• Task description: Without changing anything, reproduce every record below.

--- --- ---

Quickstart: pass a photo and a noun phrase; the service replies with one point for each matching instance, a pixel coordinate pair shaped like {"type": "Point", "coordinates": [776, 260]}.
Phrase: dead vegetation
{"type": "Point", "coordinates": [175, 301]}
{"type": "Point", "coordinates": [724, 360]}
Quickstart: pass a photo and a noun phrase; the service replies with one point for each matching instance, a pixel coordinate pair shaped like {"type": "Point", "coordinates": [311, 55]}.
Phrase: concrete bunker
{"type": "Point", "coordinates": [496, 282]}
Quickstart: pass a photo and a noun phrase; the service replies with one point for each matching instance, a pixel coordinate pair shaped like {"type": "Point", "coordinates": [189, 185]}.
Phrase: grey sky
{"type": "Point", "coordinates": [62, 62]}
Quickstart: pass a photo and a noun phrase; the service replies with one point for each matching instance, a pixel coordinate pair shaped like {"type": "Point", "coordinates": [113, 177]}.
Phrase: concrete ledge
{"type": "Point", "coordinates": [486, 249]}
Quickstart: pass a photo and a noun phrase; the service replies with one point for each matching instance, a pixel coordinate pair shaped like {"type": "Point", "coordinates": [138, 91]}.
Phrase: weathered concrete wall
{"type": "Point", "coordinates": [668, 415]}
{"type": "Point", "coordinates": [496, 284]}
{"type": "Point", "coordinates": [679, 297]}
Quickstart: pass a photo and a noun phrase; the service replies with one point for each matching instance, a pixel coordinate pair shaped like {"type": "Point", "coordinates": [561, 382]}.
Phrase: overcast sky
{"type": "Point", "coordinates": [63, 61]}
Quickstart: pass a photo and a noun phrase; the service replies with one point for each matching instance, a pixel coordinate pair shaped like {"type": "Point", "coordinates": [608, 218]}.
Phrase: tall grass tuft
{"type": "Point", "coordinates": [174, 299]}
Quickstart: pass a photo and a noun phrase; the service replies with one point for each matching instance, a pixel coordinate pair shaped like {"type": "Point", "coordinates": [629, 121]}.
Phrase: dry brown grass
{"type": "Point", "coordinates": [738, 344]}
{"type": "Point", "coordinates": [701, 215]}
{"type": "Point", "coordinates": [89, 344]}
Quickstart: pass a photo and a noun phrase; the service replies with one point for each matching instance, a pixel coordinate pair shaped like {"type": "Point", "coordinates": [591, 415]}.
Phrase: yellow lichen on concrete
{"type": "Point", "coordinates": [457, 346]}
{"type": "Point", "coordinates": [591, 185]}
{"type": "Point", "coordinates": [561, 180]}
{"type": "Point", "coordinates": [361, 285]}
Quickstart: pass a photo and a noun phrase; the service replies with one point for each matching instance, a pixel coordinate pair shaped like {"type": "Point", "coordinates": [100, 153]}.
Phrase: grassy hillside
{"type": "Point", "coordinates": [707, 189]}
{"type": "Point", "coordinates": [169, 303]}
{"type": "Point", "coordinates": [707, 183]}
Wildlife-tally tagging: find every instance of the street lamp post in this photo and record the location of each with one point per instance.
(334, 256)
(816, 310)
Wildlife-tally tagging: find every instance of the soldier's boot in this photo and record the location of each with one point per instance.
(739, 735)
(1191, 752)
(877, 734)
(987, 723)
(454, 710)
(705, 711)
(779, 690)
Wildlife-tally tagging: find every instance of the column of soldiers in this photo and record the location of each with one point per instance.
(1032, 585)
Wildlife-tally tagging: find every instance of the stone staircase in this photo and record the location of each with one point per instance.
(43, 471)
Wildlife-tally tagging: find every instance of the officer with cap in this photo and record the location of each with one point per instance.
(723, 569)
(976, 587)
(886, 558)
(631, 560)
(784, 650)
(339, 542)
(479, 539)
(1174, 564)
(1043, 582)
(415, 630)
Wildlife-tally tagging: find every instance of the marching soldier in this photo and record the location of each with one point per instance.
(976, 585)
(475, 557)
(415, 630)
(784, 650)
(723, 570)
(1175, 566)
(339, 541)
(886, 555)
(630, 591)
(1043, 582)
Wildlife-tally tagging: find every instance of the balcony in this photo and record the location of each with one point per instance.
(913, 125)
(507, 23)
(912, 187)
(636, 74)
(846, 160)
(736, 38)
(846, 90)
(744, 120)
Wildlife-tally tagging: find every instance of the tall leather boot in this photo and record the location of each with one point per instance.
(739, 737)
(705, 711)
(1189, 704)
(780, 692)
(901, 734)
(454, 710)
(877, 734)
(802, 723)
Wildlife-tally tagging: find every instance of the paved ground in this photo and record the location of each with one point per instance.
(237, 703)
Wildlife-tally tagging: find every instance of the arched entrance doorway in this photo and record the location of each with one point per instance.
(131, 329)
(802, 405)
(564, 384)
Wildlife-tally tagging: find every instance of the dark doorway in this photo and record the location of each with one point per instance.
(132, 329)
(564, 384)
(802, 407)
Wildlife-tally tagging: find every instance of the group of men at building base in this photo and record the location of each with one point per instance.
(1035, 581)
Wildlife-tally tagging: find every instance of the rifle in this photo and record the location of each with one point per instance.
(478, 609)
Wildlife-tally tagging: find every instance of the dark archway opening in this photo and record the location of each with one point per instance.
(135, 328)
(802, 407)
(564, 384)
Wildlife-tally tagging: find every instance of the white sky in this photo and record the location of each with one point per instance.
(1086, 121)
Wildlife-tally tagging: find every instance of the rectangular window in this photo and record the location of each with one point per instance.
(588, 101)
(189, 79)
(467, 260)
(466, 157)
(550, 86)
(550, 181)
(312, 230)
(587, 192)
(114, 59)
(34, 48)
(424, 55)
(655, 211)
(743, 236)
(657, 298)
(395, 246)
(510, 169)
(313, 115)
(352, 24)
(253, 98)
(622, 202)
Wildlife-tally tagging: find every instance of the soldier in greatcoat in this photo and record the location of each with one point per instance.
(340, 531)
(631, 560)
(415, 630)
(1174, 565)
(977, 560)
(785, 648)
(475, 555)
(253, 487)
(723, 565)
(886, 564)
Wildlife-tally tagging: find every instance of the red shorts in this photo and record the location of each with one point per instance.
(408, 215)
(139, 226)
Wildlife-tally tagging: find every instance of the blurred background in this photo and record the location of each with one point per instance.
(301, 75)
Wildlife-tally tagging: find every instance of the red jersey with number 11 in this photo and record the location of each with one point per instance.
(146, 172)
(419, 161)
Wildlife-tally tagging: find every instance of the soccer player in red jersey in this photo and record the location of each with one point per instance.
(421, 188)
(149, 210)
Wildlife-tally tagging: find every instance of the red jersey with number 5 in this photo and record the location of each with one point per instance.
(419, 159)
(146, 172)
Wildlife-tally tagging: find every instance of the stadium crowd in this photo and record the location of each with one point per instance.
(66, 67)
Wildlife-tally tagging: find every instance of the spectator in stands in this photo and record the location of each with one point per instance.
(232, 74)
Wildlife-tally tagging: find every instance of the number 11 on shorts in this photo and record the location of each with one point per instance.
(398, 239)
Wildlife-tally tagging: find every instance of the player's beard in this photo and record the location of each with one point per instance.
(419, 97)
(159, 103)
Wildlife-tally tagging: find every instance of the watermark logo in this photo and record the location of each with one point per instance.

--- --- ---

• Exercise response:
Quickstart: pass a photo and a noun phrase; the service replies with one point for each matching instance, a pixel coordinate pair shaped like {"type": "Point", "coordinates": [776, 260]}.
Phrase: dead vegetation
{"type": "Point", "coordinates": [175, 301]}
{"type": "Point", "coordinates": [724, 360]}
Quickstart: pass a photo and a noun phrase; the service replies with one point for each matching instance, a pixel coordinate pair shaped like {"type": "Point", "coordinates": [311, 55]}.
Phrase: concrete bunker
{"type": "Point", "coordinates": [496, 282]}
Quickstart: pass a photo and a noun phrase; the service replies with one point for each matching instance, a pixel coordinate pair shaped like {"type": "Point", "coordinates": [189, 185]}.
Phrase: grey sky
{"type": "Point", "coordinates": [62, 62]}
Quickstart: pass a photo and a noun phrase; the service replies with one point for each matching instance, a pixel coordinate pair shaped like {"type": "Point", "coordinates": [113, 177]}.
Phrase: concrete ledge
{"type": "Point", "coordinates": [486, 249]}
Quickstart: pass a photo and a noun phrase; the service replies with one point for each matching instance, a pixel coordinate pair shaped like {"type": "Point", "coordinates": [138, 91]}.
Phrase: weathered concrete wall
{"type": "Point", "coordinates": [668, 415]}
{"type": "Point", "coordinates": [496, 284]}
{"type": "Point", "coordinates": [679, 297]}
Quickstart: pass a photo and a noun phrase; the service replies with one point for each matching instance, a pixel coordinate pair shaped like {"type": "Point", "coordinates": [561, 382]}.
Phrase: overcast sky
{"type": "Point", "coordinates": [63, 61]}
Quickstart: pass a photo and a noun phrase; the service replies with one point for each matching instance, a pixel coordinate pair shaped like {"type": "Point", "coordinates": [608, 218]}.
Phrase: tall grass tuft
{"type": "Point", "coordinates": [174, 299]}
Quickstart: pass a photo and a noun phrase; the service replies with one point for each matching instance, a pixel coordinate pair shaped like {"type": "Point", "coordinates": [629, 121]}.
Phrase: dry brown grass
{"type": "Point", "coordinates": [738, 344]}
{"type": "Point", "coordinates": [701, 215]}
{"type": "Point", "coordinates": [89, 344]}
Quickstart: pass a photo and a noun phrase; the service replies with one point for each matching instance, a pixel coordinate pair shaped like {"type": "Point", "coordinates": [591, 415]}.
Phrase: yellow lichen on concrete
{"type": "Point", "coordinates": [457, 346]}
{"type": "Point", "coordinates": [591, 185]}
{"type": "Point", "coordinates": [561, 180]}
{"type": "Point", "coordinates": [361, 285]}
Quickstart: pass a photo and a noun phrase; the service replies with one point for each matching instance, a pixel coordinate pair shaped like {"type": "Point", "coordinates": [100, 153]}.
Phrase: grassy hillside
{"type": "Point", "coordinates": [707, 189]}
{"type": "Point", "coordinates": [169, 303]}
{"type": "Point", "coordinates": [707, 183]}
Wildlife-tally tagging: find every instance of the street lamp post in this photo and record the location of each with one point per instance.
(334, 256)
(816, 310)
Wildlife-tally tagging: find every instance of the soldier's boot in this photo and record the location of each with one point per instance.
(739, 735)
(1191, 752)
(877, 734)
(987, 723)
(454, 710)
(705, 711)
(779, 690)
Wildlife-tally tagging: find every instance of the column of soldiers in this photo and record the location of each with one point per instance.
(1032, 585)
Wildlife-tally tagging: find every instance of the stone staircase in this photo and record the location of each with one point per instance.
(43, 471)
Wildlife-tally tagging: find every instance of the officer with cap in this photo and record the location of each with one point per instance.
(723, 569)
(976, 587)
(886, 558)
(631, 560)
(784, 650)
(339, 542)
(479, 539)
(1174, 564)
(1043, 582)
(415, 630)
Wildlife-tally tagging: find every instance of the marching soldier in this photo and record the location of each with one point per instance.
(976, 585)
(475, 557)
(415, 630)
(784, 650)
(723, 570)
(1175, 566)
(339, 541)
(886, 555)
(630, 591)
(1043, 582)
Wildlife-tally tagging: find every instance of the balcony in this photo and record the location of each with one point per instance.
(913, 125)
(507, 23)
(912, 187)
(636, 74)
(846, 160)
(736, 38)
(846, 90)
(744, 120)
Wildlife-tally tagging: find every instance of the tall leather boot in this photo and record the location of each with one point per instance.
(739, 737)
(705, 711)
(1189, 704)
(780, 692)
(901, 734)
(454, 710)
(877, 734)
(802, 723)
Wildlife-tally tagging: find every instance of the paved ground in this photo and record the location of each with one point per instance.
(237, 703)
Wildlife-tally tagging: find every instance of the arched entrance doorway in this photo and record the location of each with one point per instance.
(131, 329)
(802, 405)
(564, 384)
Wildlife-tally tagging: find every instance of the dark doorway in this photo and record the location of each with one point per instance.
(132, 329)
(564, 384)
(802, 407)
Wildlife-tally tagging: find every instance of the group of men at building base in this photo and record the location of each with one point per instance.
(1035, 581)
Wildlife-tally tagging: find every instance of the rifle in this photo and record the location of each with one point per instance.
(478, 609)
Wildlife-tally tagging: find every instance of the dark archway opening in this photo and record the location of each with one point per instance.
(135, 328)
(802, 407)
(564, 384)
Wildlife-tally tagging: find every instance of the white sky in this photo and record the location of each with one point per instance.
(1086, 121)
Wildlife-tally tagging: find every instance of the rectangular window in this photo and record the location of each with one point per instance.
(588, 101)
(189, 79)
(467, 260)
(466, 157)
(550, 86)
(550, 181)
(312, 230)
(587, 192)
(114, 59)
(34, 48)
(424, 55)
(655, 211)
(743, 236)
(657, 298)
(395, 246)
(510, 169)
(313, 115)
(352, 24)
(253, 98)
(622, 202)
Wildlife-tally tagging: find every instance of the soldier in greatcoat in this photo and record the location of each with one point per instance.
(340, 531)
(631, 560)
(415, 630)
(1174, 565)
(977, 560)
(785, 648)
(475, 555)
(253, 487)
(723, 565)
(886, 564)
Wildlife-tally tagging: find every instance of the red shorts in this photo and record the location of each with one point per instance.
(408, 215)
(139, 226)
Wildlife-tally tagging: find every instance of the blurred background in this photo and record the location of each with one point per instance.
(301, 75)
Wildlife-tally tagging: find every instance of the red jersey with number 11 in this photo and record the location of each with one point per instance.
(146, 172)
(419, 161)
Wildlife-tally tagging: find every instance of the soccer player in red jersey in this photo and record the location of each with one point per instance.
(421, 188)
(149, 210)
Wildlife-tally tagging: find every instance of the red jersey with number 5 in this photo and record the location of each with one point per instance.
(419, 159)
(146, 172)
Wildlife-tally tagging: find every instance of the stadium crowd in this photo and record the location of each with one point per instance.
(66, 67)
Wildlife-tally tagging: find every instance of the spectator in stands in this photo and record the location of each with one point per instance.
(232, 74)
Wildlife-tally tagging: find every instance of the number 11 on shorts in this photo and record the location of each with one point per instance.
(398, 239)
Wildlife-tally tagging: find every instance of the player's beard in this photo and record the location of each with one point per instance.
(419, 97)
(159, 103)
Wildlife-tally tagging: find every instance of the watermark logo in this photo and record the location of each with one point per instance.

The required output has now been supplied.